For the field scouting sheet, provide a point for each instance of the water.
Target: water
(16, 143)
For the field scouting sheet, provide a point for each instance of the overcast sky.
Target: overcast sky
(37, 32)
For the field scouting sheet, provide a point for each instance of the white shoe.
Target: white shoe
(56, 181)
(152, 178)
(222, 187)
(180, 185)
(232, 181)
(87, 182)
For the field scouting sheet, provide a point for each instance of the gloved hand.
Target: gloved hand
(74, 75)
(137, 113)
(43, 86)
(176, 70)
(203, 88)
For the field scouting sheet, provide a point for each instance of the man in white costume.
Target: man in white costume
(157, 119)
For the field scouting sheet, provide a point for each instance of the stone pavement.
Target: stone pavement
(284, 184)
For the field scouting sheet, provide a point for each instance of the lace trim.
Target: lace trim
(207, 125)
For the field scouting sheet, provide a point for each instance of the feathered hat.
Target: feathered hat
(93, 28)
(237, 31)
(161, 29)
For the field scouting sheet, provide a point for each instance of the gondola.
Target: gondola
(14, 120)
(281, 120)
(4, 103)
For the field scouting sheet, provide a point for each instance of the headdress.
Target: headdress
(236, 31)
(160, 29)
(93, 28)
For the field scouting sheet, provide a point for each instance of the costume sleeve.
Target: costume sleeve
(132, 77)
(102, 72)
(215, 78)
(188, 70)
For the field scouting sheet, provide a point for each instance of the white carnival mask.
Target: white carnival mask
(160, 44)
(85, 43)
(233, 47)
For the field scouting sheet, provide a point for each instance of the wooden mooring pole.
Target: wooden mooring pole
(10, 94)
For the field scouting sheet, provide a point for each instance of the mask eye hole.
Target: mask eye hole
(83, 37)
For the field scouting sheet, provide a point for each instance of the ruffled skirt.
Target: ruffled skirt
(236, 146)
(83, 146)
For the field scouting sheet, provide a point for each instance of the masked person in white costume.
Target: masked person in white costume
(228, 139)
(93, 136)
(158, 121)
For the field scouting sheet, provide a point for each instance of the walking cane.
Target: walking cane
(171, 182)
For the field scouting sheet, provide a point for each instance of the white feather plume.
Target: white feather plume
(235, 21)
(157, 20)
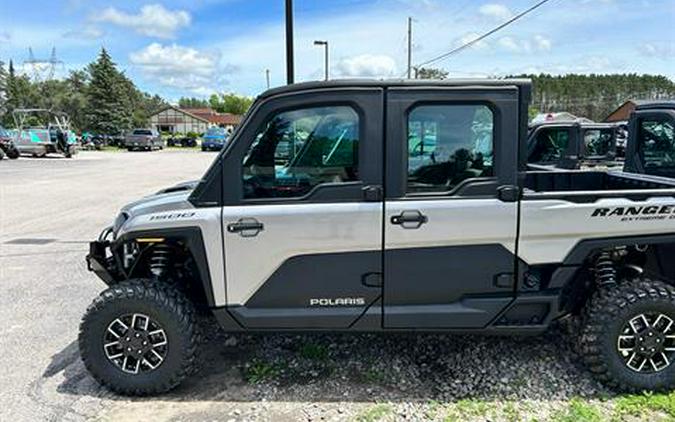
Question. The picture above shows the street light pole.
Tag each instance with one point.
(409, 47)
(325, 51)
(289, 42)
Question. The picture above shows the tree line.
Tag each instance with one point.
(593, 96)
(98, 98)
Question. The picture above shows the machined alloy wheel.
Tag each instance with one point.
(135, 343)
(628, 335)
(139, 337)
(647, 342)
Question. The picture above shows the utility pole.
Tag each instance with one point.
(289, 42)
(409, 47)
(325, 55)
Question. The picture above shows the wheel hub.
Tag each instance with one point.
(647, 343)
(135, 343)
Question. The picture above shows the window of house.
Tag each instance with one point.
(299, 149)
(448, 144)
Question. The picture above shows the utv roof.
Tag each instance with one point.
(650, 105)
(397, 83)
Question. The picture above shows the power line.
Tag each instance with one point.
(485, 35)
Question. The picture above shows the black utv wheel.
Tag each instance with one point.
(628, 336)
(139, 338)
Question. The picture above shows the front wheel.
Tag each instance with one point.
(628, 337)
(139, 338)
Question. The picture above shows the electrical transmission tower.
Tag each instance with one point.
(42, 69)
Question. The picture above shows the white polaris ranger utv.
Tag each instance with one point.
(387, 206)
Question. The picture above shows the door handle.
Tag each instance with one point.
(246, 227)
(411, 219)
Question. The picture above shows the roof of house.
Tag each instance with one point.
(207, 115)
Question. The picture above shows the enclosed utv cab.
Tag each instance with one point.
(386, 206)
(651, 142)
(573, 145)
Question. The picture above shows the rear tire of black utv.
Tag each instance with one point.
(607, 313)
(164, 304)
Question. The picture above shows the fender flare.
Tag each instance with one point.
(193, 240)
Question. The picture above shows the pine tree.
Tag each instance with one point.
(107, 107)
(3, 88)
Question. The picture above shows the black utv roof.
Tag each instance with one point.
(656, 104)
(397, 83)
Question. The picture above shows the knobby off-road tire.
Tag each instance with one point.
(167, 309)
(609, 315)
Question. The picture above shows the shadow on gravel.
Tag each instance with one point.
(367, 367)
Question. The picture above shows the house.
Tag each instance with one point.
(622, 113)
(183, 120)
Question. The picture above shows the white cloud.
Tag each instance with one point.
(367, 65)
(153, 20)
(538, 43)
(179, 67)
(658, 50)
(87, 33)
(495, 11)
(542, 43)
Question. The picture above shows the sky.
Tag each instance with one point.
(180, 48)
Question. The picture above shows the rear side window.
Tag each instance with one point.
(300, 149)
(599, 142)
(656, 145)
(448, 144)
(550, 145)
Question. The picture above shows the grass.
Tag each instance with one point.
(259, 371)
(314, 351)
(578, 411)
(641, 405)
(375, 413)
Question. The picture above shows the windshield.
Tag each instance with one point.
(215, 131)
(599, 142)
(656, 143)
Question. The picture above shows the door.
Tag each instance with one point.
(450, 206)
(553, 146)
(302, 220)
(651, 148)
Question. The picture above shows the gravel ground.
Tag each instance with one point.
(247, 377)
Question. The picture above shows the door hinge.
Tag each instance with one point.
(504, 280)
(372, 279)
(373, 193)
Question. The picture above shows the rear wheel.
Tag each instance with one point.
(139, 338)
(628, 337)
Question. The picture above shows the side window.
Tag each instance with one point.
(598, 142)
(656, 144)
(448, 144)
(550, 145)
(297, 150)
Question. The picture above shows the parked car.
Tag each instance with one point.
(214, 139)
(7, 147)
(343, 235)
(143, 139)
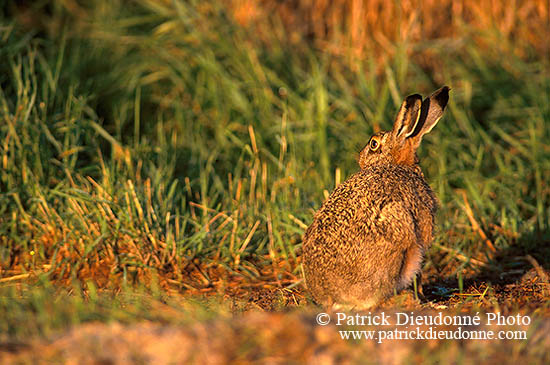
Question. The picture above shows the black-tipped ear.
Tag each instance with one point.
(431, 111)
(407, 117)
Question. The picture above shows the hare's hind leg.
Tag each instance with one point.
(412, 261)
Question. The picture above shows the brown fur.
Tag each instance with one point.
(369, 237)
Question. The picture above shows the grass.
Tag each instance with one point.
(157, 142)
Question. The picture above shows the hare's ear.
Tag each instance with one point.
(431, 111)
(407, 117)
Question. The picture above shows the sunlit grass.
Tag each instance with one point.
(163, 142)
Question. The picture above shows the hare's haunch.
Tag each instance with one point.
(369, 237)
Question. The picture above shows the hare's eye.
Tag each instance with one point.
(374, 144)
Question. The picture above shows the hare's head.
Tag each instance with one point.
(414, 119)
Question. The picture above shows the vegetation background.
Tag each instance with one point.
(160, 160)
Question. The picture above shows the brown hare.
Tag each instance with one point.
(369, 237)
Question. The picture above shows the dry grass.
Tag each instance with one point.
(361, 29)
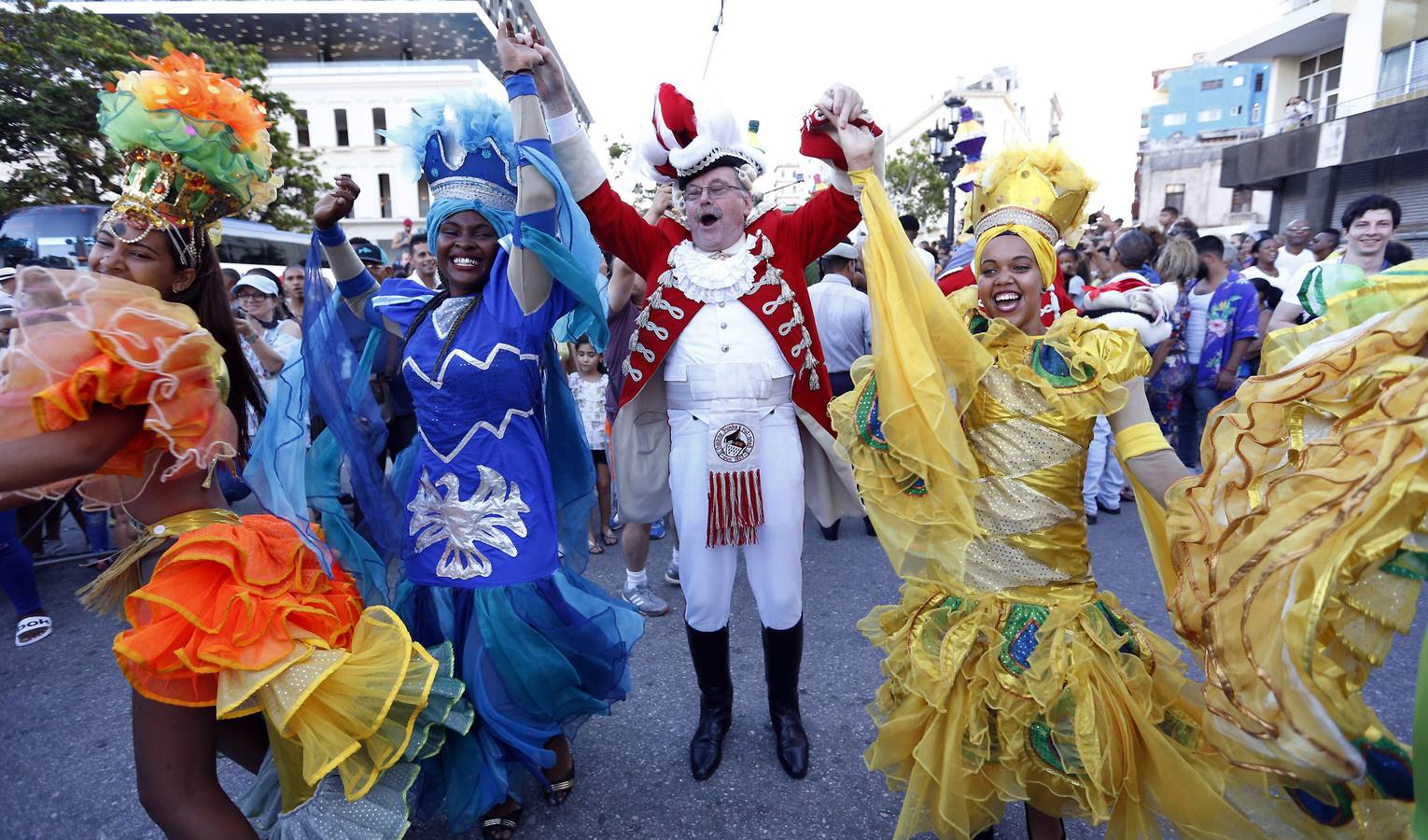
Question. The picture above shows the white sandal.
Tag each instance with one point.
(29, 624)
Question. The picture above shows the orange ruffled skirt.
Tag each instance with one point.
(1056, 697)
(242, 617)
(231, 597)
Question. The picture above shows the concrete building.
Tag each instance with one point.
(352, 67)
(1193, 115)
(1363, 66)
(1206, 97)
(1007, 112)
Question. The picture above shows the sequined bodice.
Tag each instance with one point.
(1031, 460)
(480, 495)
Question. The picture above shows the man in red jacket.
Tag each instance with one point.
(724, 411)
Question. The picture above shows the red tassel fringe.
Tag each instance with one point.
(735, 509)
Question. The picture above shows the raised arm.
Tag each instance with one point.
(69, 453)
(616, 225)
(534, 196)
(355, 282)
(826, 218)
(622, 276)
(1142, 444)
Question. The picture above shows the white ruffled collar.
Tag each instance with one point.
(714, 277)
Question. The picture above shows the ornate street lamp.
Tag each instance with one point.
(947, 158)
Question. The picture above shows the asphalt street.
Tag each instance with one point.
(69, 764)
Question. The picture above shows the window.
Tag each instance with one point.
(1404, 69)
(385, 194)
(1318, 82)
(1175, 196)
(379, 123)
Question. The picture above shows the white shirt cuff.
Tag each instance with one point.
(563, 127)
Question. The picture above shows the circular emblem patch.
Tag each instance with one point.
(735, 443)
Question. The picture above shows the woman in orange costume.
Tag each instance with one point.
(132, 382)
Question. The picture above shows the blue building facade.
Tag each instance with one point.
(1210, 97)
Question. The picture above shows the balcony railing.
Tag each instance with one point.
(1334, 112)
(1288, 6)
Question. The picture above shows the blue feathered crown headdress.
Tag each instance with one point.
(463, 145)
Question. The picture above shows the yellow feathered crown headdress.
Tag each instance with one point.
(1036, 186)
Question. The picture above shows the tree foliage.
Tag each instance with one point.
(916, 185)
(622, 158)
(54, 61)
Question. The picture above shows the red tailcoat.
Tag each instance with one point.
(797, 239)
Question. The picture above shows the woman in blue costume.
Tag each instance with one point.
(539, 648)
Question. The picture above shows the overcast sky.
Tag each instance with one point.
(773, 57)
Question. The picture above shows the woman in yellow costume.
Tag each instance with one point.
(1010, 676)
(1301, 551)
(132, 380)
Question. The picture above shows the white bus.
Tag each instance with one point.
(62, 234)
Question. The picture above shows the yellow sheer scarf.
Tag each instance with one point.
(923, 371)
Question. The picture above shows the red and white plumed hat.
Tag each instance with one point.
(692, 132)
(1131, 303)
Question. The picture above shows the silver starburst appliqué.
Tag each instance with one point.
(441, 514)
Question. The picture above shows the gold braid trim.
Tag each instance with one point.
(107, 592)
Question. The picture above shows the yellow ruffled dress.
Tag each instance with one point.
(1303, 549)
(1010, 675)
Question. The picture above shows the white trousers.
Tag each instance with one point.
(775, 565)
(1102, 471)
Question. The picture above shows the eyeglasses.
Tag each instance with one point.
(711, 190)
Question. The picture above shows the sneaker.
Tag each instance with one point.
(644, 599)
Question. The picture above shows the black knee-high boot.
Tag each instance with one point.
(710, 654)
(783, 653)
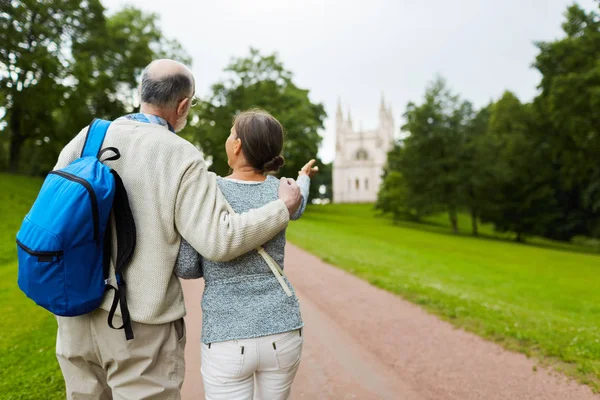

+ + + + + + +

• _AUFGABENDETAILS_: Kopieren Sie die Zeilen unverändert, beginnend mit der Zeile, die „Question. The picture above shows the vegetation“ enthält, bis einschließlich der Zeile, die „(1007, 112)“ enthält. Bilder sind in der Antwort auszulassen.

• _AUFGABENERGEBNIS_:
Question. The picture above shows the vegetation background.
Tag each instance with one point.
(160, 160)
Question. The picture above shows the brown hare.
Tag each instance with one point.
(369, 237)
Question. The picture above shows the dry grass.
Tag each instance with one point.
(361, 29)
Question. The picture above shows the white sandal.
Tag each instance with one point.
(29, 624)
Question. The picture above shows the orange ruffled skirt.
Tag each instance with one point.
(1056, 697)
(242, 617)
(231, 597)
Question. The picture above shows the concrete building.
Tag each instance with one point.
(352, 67)
(1193, 115)
(1363, 66)
(1206, 97)
(1007, 112)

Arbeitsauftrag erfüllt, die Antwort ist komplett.